**YOUR OBJECTIVE:** Set down every record below exactly as written.

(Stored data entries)
____

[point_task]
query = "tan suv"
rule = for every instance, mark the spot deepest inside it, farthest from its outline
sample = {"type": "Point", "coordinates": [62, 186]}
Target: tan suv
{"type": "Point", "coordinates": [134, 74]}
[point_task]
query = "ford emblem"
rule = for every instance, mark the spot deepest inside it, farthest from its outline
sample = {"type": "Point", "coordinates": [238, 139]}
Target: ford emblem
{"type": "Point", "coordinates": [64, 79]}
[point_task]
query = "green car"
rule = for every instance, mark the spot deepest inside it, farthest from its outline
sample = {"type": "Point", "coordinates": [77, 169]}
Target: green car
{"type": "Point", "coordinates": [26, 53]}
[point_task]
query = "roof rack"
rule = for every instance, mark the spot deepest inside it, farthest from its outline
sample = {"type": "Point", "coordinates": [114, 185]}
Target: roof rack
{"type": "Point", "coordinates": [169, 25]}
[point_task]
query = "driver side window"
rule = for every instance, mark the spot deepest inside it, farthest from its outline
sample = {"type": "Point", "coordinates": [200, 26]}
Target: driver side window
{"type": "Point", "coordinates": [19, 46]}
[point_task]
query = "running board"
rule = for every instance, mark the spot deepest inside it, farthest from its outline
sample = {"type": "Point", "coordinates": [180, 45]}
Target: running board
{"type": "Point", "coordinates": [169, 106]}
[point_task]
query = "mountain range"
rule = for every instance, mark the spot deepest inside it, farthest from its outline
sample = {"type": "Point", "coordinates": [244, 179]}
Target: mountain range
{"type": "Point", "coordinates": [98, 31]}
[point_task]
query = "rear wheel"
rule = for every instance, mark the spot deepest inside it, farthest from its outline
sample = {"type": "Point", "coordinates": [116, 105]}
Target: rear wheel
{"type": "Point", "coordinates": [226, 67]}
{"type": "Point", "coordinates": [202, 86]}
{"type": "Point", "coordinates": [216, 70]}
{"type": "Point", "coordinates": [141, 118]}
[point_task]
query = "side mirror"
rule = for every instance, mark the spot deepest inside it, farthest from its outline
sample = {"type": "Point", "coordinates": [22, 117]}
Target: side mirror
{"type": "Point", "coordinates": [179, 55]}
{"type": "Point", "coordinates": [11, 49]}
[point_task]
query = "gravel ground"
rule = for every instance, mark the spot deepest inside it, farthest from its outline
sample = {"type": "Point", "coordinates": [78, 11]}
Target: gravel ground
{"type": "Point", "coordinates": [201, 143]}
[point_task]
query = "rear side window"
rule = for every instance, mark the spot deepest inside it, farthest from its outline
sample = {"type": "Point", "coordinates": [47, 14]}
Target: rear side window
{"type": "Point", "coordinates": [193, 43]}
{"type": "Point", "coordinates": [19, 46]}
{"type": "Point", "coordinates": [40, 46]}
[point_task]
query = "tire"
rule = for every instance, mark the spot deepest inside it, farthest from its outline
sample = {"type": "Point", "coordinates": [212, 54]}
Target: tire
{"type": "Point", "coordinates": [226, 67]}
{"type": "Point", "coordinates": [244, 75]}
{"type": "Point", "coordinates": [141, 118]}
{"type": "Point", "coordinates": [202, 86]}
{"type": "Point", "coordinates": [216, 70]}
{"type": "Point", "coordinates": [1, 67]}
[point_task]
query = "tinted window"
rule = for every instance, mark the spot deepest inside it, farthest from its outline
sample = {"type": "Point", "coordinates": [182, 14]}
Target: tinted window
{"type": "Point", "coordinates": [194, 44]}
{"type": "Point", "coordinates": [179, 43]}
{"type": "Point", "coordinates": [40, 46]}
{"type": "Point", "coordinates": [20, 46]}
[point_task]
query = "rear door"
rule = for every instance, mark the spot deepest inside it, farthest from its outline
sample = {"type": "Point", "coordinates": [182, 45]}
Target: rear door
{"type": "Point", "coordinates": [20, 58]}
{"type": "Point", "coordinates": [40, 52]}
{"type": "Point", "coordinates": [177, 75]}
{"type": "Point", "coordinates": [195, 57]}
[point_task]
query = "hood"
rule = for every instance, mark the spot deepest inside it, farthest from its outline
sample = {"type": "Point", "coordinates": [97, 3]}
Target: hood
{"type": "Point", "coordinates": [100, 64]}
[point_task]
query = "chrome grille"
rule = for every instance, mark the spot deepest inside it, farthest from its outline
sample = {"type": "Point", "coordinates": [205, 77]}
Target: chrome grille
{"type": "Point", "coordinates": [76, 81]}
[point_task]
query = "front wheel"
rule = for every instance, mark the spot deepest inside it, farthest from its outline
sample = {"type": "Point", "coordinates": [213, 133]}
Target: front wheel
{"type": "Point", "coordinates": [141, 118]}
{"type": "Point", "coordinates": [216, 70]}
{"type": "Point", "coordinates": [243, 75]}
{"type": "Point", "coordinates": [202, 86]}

____

**ANSWER SECTION:**
[point_task]
query = "tan suv"
rule = for every instance, mark the spot deepest inside it, farthest from its outline
sample = {"type": "Point", "coordinates": [62, 186]}
Target: tan suv
{"type": "Point", "coordinates": [134, 74]}
[point_task]
query = "ford emblem"
rule = for every instance, mark the spot deepest inside it, farthest from its outline
sample = {"type": "Point", "coordinates": [238, 139]}
Target: ford emblem
{"type": "Point", "coordinates": [64, 79]}
[point_task]
query = "green car"
rule = for every instance, mark the spot deepest inside it, farthest from its outline
sample = {"type": "Point", "coordinates": [77, 169]}
Target: green car
{"type": "Point", "coordinates": [26, 53]}
[point_task]
query = "roof rack"
rule = for every instance, mark the spot deepest inside it, farthest from its outline
sample = {"type": "Point", "coordinates": [114, 185]}
Target: roof rack
{"type": "Point", "coordinates": [169, 25]}
[point_task]
query = "driver side window"
rule = for every instance, mark the spot deepest inside it, farthest from its outline
sample = {"type": "Point", "coordinates": [200, 26]}
Target: driver side window
{"type": "Point", "coordinates": [19, 46]}
[point_task]
query = "running board"
rule = for every instance, mark the spot deepest inside it, farthest from its outline
sample = {"type": "Point", "coordinates": [180, 45]}
Target: running board
{"type": "Point", "coordinates": [169, 106]}
[point_task]
query = "mountain range"
rule = for every instance, mark the spot deepest inside it, farthest from its outline
sample = {"type": "Point", "coordinates": [244, 179]}
Target: mountain range
{"type": "Point", "coordinates": [98, 31]}
[point_task]
query = "rear wheel"
rule = for every instance, mark the spot deepest inside it, farthest from its outline
sample = {"type": "Point", "coordinates": [116, 105]}
Target: rear wheel
{"type": "Point", "coordinates": [226, 67]}
{"type": "Point", "coordinates": [202, 86]}
{"type": "Point", "coordinates": [216, 70]}
{"type": "Point", "coordinates": [141, 118]}
[point_task]
query = "side mirror"
rule = for every instance, mark the spot deepest inside it, farthest from its outline
sample = {"type": "Point", "coordinates": [22, 117]}
Target: side mirror
{"type": "Point", "coordinates": [179, 55]}
{"type": "Point", "coordinates": [11, 49]}
[point_task]
query = "gravel ground"
rule = for every instance, mark the spot deepest inside it, farthest from its outline
sample = {"type": "Point", "coordinates": [78, 11]}
Target: gravel ground
{"type": "Point", "coordinates": [201, 143]}
[point_task]
query = "rear side window"
rule = for every instance, mark the spot deepest inside it, farthest from its outline
sample = {"type": "Point", "coordinates": [47, 14]}
Target: rear side window
{"type": "Point", "coordinates": [193, 43]}
{"type": "Point", "coordinates": [19, 46]}
{"type": "Point", "coordinates": [40, 46]}
[point_task]
query = "tire"
rule = for every instance, mark the spot deepest inside it, farthest from its outline
sample = {"type": "Point", "coordinates": [212, 54]}
Target: tire
{"type": "Point", "coordinates": [226, 67]}
{"type": "Point", "coordinates": [244, 75]}
{"type": "Point", "coordinates": [141, 118]}
{"type": "Point", "coordinates": [202, 86]}
{"type": "Point", "coordinates": [216, 70]}
{"type": "Point", "coordinates": [1, 67]}
[point_task]
query = "tinted window"
rule = for every instance, mark the spot deepest inside it, farthest from its outline
sample = {"type": "Point", "coordinates": [182, 14]}
Target: tinted window
{"type": "Point", "coordinates": [194, 44]}
{"type": "Point", "coordinates": [179, 43]}
{"type": "Point", "coordinates": [40, 46]}
{"type": "Point", "coordinates": [20, 46]}
[point_task]
query = "rear door"
rule = for every instance, mark the spot deepest inside it, farthest from its outline
sample = {"type": "Point", "coordinates": [182, 45]}
Target: rear door
{"type": "Point", "coordinates": [20, 58]}
{"type": "Point", "coordinates": [40, 52]}
{"type": "Point", "coordinates": [177, 75]}
{"type": "Point", "coordinates": [195, 57]}
[point_task]
query = "hood"
rule = for every instance, mark the spot deepest inside it, farthest from its outline
sample = {"type": "Point", "coordinates": [97, 3]}
Target: hood
{"type": "Point", "coordinates": [100, 64]}
[point_task]
query = "chrome grille"
rule = for every instance, mark the spot deepest inside it, farthest from its outline
sample = {"type": "Point", "coordinates": [205, 77]}
Target: chrome grille
{"type": "Point", "coordinates": [76, 81]}
[point_task]
query = "front wheel"
rule = for every instance, mark the spot deepest inside it, farthest from its outline
sample = {"type": "Point", "coordinates": [213, 133]}
Target: front wheel
{"type": "Point", "coordinates": [141, 118]}
{"type": "Point", "coordinates": [216, 70]}
{"type": "Point", "coordinates": [243, 75]}
{"type": "Point", "coordinates": [202, 86]}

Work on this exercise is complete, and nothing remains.